TASK OBJECTIVE —
Can you show every line of the data below that contains the word "stick"?
********************
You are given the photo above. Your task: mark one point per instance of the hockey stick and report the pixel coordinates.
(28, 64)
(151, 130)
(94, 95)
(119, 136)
********************
FULL SOLUTION —
You are given the photo above. Your task: mark one point per instance of the hockey stick and report the pixel coordinates.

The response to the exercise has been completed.